→ Problems and tasks:
**a)** Reproduce the passage on phase adjustment circuitry from "The embodiment of" up to and including "global phase error.", substituting "horizontal synchronization pulse" for each occurrence of "horizontal sync".
**b)** Pick up the passage on phase adjustment circuitry after its final sentence and extend it further.

→ Source text:
— Start —

FIG. 3 shows a block diagram of a circuit for the described embodiment of the invention. The video interface 10 and the A-to-D converter 14 are the same as in the prior-art circuit of FIG. 1. The phase-locked-loop (comprising the phase detector 11, the clock generator 12, and the control and timing circuitry 13) is also consistent with the prior art. The prior-art rendering circuit 15 has been replaced by a rendering circuit 17 that renders the pixels of the video input according to the local phase adjustment algorithm of the present invention. A global phase adjustment circuit 16 has been interposed between the output of the A-to-D converter 14 and the input to the rendering circuit 17. The global phase detection circuitry 18 processes the digitized video data stream to detect the locations of the video transitions and for this particular embodiment it receives inputs from the local phase adjustment circuit 17.

The embodiment of FIG. 3 compensates for global phase errors by adjusting the timing of the sampled video data stream into the rendering circuit 17. This is implemented by the global phase adjustment circuit 16, which comprises a pipelined delay circuit with an adjustable number of stages. With this approach, the timing of the pixel rendering operation is fixed relative to the internally generated horizontal sync. An alternate approach for implementing the global phase adjustment would be to integrate this function into the control and timing circuitry by providing an adjustment to the timing of the control signals to the rendering operation. With this latter approach, the timing of the data stream into the rendering circuit would be fixed, but the timing of the rendering operation relative to the horizontal sync would then be adjusted to correct for a global phase error.

— End —

→ Records in a dataset:
— Start —

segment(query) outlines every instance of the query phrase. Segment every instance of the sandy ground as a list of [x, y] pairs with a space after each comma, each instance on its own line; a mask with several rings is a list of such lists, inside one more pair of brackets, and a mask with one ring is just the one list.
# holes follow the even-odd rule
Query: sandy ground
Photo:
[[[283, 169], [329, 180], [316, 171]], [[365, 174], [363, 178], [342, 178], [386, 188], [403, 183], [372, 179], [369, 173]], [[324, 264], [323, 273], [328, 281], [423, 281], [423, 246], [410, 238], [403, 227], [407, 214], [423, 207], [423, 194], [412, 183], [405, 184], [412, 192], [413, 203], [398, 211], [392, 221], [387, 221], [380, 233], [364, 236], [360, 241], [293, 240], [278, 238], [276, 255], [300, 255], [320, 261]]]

— End —

→ Responses by task:
**a)**
The embodiment of FIG. 3 compensates for global phase errors by adjusting the timing of the sampled video data stream into the rendering circuit 17. This is implemented by the global phase adjustment circuit 16, which comprises a pipelined delay circuit with an adjustable number of stages. With this approach, the timing of the pixel rendering operation is fixed relative to the internally generated horizontal synchronization pulse. An alternate approach for implementing the global phase adjustment would be to integrate this function into the control and timing circuitry by providing an adjustment to the timing of the control signals to the rendering operation. With this latter approach, the timing of the data stream into the rendering circuit would be fixed, but the timing of the rendering operation relative to the horizontal synchronization pulse would then be adjusted to correct for a global phase error.

**b)**
The global phase adjustment circuit 16 in FIG. 3 is shown in detail in FIG. 4. It comprises a sequential pipeline of five registers, that are all clocked with the A-to-D sample clock, plus a group of four dual-input selectors that allow any one of the five registers to be selected as the circuit output. A 3-bit control input is used to select one of the five registers, and thereby the delay time of the video data stream through the circuit. In the first rank of selectors, either register 45 or register 44 is output by selector 46, and either register 43 or register 42 is output by selector 47. In the second rank, either the output from selector 46 or the output from selector 47 is output by selector 48. Finally, either the output from selector 48 or the output from register 41 is gated to the output of the circuit by selector 49. For nominal timing, register 43 would be selected as the circuit output. The delay through this circuit can then be optionally increased or decreased by either one or two clock cycles from the nominal delay time.

The preferred embodiment of the global phase adjustment algorithm, as previously described, compensates for global phase errors by selecting between three available clock phases (e.g., between phases 211, 212, or 213 in FIG. 2A). This selection only requires the use of three of the five available delay times in the global phase adjustment circuit 16, and it employs the nominal delay time and the delays of +1 clock-cycle from the nominal delay. The extended delay range of +2 clock-cycles has been included in the global phase adjustment circuit 16 for the application of the invention to color video.

Analog color video interfaces can be implemented with three separate analog inputs, one for each of the red, green, and blue color components. Although separate sync signals can be employed, many such interfaces include composite sync on the green video input. When the present invention is used for color video, the monochrome video circuit of FIG. 3 can be used for the green video input. Additional circuits are then required to process the red and the blue video inputs. At minimum, each of these additional circuits comprises a video interface 10, an A-to-D converter 14, a global phase adjustment circuit 16, and a pixel rendering circuit 17 that implements the local phase adjustment algorithm. Depending on the requirements of the specific application, the red and blue video channels might also require global phase detection circuits 18.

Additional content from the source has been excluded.